Finally, ship-based Aegis BMD will face challenges universal to all ballistic missile defense systems in coping with future ICBM threats. Unlike the near-idealized conditions under which FTM-44, FTG-15, and FTG-11 were conducted, adversary ICBMs may launch in large numbers and with countermeasures designed to defeat missile defenses. Even a comparatively less sophisticated adversary like North Korea will be capable of developing rudimentary countermeasures.
Future Arms Control and Strategic Stability
For years, Russian and Chinese officials have made little secret of their interest in addressing U.S. homeland missile defense capabilities in future arms control negotiations or dialogues on strategic stability. Even as the U.S. record on missile defense has been imperfect, Moscow and Beijing fear the potential for an overnight qualitative breakthrough that may seriously upend their confidence in their nuclear delivery capabilities. Washington has not reciprocated this interest in limiting missile defenses, seeking to maintain its freedom of maneuver on what is seen as a core national defense priority. In this context, FTM-44 marks a qualitatively significant milestone that will bear on future dialogues.
Strategic stability frays as states grow concerned that their adversaries seek absolute advantage. Even if ship-based ballistic missile defense remains niche and focused on North Korea, Russia and China fear that the United States will seek to attain first-strike capabilities against them, with BMD assisting in limiting the damage that might result from retaliatory strikes from Russian and Chinese missiles that may survive a U.S. first strike. Instead of promoting mutual vulnerability, which would in turn enhance stability, U.S. missile defenses are viewed as destabilizing.
Apart from Russia and China, even North Korea takes an interest in U.S. homeland missile defense capabilities—unsurprisingly so, given that it is portrayed as the primary threat by U.S. planners. In April 2019, North Korean leader Kim Jong Un remarked on FTG-15—the March 2019 counter-ICBM test—as yet another example of U.S. “hostile moves” against the country. North Korea’s unveiling of a new large road mobile ICBM—one perhaps suitable for multiple reentry vehicles—suggests that Pyongyang has already been planning to defeat missile defenses.
The United States already fears an arms race with Russia and China, both of whom have invested in technologies that should enhance their ability to penetrate U.S. counter-ICBM capabilities—today and tomorrow.
To avoid this mutually undesirable arms race, the United States should take Russian and Chinese concerns seriously and address them in good faith. Additionally, unilateral gestures, such as a declaration by the president of the United States that the sole purpose of U.S. nuclear weapons will be to deter nuclear war, may have value in reducing Russian and Chinese concerns about a U.S. first strike. Separately, by adopting an arms control approach to reducing nuclear risks with North Korea, the United States could consider capping homeland missile defense capabilities at current levels in exchange for a freeze on Pyongyang’s strategic missile production.
Ultimately, the consequences of the technical demonstration in FTM-44 will be challenging to reverse. This genie has left the bottle and the consequences for future arms control and strategic stability will be significant.

### Do this
Answer these questions from the text on ship-based missile defense and arms control.
1. In what month and year did Kim Jong Un remark on FTG-15?
2. What could the United States cap in exchange for a freeze on Pyongyang's strategic missile production?
3. What kind of breakthrough do Moscow and Beijing fear?

### Record excerpts
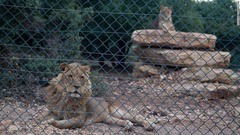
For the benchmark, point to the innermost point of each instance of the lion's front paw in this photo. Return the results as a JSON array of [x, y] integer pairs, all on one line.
[[128, 126]]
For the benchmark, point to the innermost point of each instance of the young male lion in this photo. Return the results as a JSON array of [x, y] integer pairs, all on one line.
[[70, 103]]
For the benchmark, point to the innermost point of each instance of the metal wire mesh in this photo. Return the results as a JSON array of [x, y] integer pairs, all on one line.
[[172, 65]]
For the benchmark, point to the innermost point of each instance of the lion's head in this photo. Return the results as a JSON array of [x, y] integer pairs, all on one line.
[[67, 91]]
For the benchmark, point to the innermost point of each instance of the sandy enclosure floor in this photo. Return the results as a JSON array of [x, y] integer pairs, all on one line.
[[174, 113]]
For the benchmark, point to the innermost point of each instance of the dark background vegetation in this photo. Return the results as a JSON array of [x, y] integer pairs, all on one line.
[[37, 35]]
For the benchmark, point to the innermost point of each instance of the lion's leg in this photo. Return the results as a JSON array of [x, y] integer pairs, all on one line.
[[122, 114], [75, 122]]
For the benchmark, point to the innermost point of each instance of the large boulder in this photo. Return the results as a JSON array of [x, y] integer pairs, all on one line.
[[207, 74], [183, 58], [174, 39], [204, 90], [144, 71]]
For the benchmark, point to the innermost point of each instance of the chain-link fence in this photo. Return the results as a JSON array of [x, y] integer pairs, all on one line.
[[119, 67]]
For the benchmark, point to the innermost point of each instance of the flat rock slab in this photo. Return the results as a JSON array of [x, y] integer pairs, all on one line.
[[144, 71], [207, 74], [174, 39], [183, 58], [204, 90]]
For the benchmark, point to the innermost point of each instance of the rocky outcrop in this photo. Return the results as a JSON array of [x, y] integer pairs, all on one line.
[[144, 71], [204, 90], [203, 69], [208, 74], [174, 39], [183, 58]]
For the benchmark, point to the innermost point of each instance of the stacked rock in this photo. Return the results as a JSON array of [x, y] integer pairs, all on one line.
[[194, 52]]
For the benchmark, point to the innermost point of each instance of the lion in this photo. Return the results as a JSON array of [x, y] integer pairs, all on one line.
[[71, 105]]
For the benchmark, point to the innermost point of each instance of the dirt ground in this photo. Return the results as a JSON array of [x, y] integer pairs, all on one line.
[[174, 113]]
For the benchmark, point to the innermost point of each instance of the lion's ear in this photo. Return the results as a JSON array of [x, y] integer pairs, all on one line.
[[86, 69], [63, 66]]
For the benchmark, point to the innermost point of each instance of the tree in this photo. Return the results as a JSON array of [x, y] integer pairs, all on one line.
[[108, 35]]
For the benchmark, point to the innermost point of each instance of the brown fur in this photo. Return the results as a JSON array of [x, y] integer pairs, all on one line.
[[77, 111]]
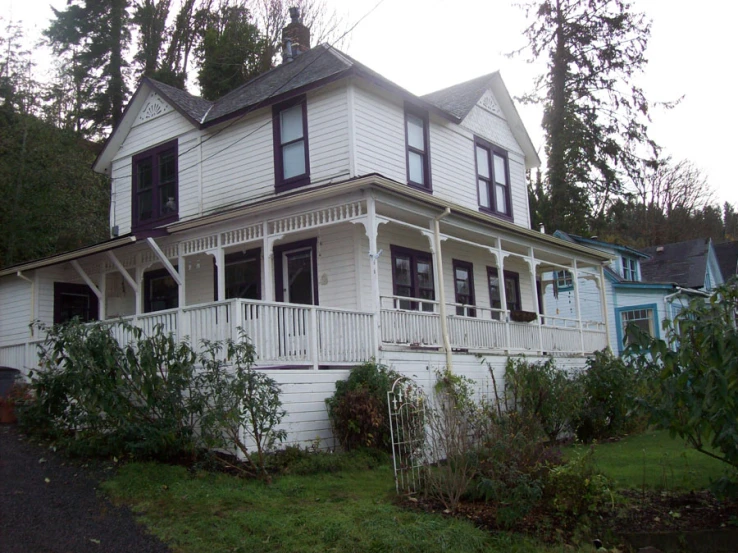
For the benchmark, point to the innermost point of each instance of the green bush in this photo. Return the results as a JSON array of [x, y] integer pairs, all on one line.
[[358, 409], [608, 406], [697, 371], [542, 392]]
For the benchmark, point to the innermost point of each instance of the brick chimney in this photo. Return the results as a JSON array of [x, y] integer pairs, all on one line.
[[295, 37]]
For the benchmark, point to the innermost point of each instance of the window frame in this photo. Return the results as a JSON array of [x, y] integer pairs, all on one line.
[[280, 183], [628, 269], [69, 288], [423, 115], [493, 150], [153, 153], [149, 276], [512, 275], [460, 310], [620, 328], [414, 256]]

### Task answer
1. April 2019.
2. Homeland missile defense capabilities, capped at current levels.
3. An overnight qualitative breakthrough that may seriously upend their confidence in their nuclear delivery capabilities.